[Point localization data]
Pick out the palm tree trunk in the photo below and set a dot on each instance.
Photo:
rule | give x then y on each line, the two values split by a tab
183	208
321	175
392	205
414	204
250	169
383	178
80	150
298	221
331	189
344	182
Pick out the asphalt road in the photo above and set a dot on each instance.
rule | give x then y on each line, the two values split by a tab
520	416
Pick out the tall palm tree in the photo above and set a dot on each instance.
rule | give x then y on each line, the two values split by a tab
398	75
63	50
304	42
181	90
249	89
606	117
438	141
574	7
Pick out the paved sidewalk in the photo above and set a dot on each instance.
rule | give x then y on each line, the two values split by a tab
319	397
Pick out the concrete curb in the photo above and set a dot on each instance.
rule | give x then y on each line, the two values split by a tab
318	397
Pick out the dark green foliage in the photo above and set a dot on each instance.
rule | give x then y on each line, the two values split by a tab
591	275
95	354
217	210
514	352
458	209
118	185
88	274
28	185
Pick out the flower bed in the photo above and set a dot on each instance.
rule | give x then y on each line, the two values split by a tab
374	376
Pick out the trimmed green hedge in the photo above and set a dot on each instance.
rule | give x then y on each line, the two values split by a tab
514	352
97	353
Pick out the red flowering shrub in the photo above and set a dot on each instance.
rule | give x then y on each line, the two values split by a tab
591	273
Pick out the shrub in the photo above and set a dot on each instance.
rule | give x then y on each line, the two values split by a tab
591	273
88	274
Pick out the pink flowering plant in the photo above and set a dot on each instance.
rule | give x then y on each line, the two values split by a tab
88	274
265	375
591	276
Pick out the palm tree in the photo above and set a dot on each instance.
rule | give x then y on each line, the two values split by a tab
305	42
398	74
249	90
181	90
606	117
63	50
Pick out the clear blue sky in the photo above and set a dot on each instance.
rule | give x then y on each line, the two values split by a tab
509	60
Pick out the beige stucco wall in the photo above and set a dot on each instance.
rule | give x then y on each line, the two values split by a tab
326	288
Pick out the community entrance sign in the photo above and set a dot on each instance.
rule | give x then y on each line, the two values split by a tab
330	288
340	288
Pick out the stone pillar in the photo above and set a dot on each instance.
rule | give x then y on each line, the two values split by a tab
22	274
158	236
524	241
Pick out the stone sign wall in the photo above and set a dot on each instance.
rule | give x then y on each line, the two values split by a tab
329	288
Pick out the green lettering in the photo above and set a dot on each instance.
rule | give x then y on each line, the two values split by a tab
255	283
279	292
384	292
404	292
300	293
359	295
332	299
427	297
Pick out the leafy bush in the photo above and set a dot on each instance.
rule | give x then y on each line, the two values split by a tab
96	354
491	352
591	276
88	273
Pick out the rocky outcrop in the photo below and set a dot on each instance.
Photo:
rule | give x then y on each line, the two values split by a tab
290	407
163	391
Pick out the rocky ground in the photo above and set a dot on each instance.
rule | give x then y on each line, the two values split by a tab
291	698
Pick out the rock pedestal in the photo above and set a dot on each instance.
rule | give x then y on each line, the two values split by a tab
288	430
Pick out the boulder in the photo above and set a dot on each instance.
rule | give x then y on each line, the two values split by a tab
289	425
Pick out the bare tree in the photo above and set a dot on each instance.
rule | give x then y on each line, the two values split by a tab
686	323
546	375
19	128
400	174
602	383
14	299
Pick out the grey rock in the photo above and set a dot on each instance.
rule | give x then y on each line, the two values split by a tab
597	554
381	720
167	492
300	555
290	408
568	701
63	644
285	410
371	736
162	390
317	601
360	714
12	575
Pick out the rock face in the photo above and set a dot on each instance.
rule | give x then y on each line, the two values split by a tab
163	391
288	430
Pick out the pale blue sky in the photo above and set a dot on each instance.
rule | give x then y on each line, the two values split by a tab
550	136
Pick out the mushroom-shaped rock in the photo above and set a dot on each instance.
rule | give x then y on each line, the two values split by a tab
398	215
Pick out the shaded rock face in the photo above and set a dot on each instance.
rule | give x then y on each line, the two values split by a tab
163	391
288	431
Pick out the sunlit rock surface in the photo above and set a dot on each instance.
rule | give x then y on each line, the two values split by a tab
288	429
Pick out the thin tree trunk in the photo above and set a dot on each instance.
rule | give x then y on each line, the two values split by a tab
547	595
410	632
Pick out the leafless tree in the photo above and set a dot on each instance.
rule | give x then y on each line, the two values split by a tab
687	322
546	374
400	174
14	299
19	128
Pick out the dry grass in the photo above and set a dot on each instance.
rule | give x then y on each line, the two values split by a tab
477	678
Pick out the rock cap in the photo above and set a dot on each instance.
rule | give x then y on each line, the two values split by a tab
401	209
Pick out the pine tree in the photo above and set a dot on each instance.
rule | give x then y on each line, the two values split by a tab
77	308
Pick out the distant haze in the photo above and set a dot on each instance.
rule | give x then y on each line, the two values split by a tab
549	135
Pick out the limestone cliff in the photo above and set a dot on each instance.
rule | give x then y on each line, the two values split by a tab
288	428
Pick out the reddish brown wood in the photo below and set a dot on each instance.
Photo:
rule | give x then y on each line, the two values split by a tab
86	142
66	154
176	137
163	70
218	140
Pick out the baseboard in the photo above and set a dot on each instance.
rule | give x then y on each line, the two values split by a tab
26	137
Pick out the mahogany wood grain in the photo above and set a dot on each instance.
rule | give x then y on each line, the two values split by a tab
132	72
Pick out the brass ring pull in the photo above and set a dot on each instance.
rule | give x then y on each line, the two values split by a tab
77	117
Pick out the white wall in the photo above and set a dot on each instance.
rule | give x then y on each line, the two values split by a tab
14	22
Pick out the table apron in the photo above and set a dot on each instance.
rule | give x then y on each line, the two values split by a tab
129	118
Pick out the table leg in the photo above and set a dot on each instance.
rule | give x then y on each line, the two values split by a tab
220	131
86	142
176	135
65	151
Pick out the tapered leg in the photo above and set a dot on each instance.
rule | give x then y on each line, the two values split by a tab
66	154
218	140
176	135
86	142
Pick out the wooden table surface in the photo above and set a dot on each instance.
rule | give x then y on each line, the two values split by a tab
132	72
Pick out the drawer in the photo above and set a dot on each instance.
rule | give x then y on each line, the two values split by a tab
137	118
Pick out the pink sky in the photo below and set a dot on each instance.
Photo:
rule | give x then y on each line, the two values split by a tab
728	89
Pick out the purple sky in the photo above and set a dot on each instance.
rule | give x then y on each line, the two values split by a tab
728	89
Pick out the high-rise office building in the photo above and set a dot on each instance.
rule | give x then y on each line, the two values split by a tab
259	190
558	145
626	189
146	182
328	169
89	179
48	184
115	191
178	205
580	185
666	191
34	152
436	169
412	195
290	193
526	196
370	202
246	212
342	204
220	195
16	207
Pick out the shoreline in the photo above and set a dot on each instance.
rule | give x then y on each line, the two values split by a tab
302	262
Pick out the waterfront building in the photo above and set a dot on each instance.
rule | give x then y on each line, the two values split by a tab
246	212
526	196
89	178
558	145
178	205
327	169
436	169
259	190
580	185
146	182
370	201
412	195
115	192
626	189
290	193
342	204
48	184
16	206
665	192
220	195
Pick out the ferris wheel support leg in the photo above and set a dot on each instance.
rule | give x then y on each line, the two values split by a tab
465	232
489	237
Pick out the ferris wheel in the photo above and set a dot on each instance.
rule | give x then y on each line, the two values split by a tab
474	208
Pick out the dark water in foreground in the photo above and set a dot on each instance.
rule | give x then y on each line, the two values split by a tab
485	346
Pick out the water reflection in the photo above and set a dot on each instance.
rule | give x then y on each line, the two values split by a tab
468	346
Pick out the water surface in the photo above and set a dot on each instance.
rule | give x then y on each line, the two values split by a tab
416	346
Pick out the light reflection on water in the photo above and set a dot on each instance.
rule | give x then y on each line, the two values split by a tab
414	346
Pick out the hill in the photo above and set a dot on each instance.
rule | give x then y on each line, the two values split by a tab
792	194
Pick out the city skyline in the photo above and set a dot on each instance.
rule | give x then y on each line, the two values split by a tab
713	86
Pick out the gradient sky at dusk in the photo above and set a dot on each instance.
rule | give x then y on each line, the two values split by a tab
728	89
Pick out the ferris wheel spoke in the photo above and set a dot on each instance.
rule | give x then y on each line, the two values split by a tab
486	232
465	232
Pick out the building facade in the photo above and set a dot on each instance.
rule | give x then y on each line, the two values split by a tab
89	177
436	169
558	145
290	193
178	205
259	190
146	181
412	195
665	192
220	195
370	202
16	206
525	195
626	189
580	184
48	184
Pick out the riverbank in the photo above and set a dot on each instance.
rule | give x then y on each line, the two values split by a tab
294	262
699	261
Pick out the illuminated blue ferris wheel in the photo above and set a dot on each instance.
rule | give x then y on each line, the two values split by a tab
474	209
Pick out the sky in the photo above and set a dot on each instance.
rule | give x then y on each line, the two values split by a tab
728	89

→ **Instructions to follow**
Count the lines in the records above that contain the word "trunk", and reply with that number alone.

→ **Result of the task**
2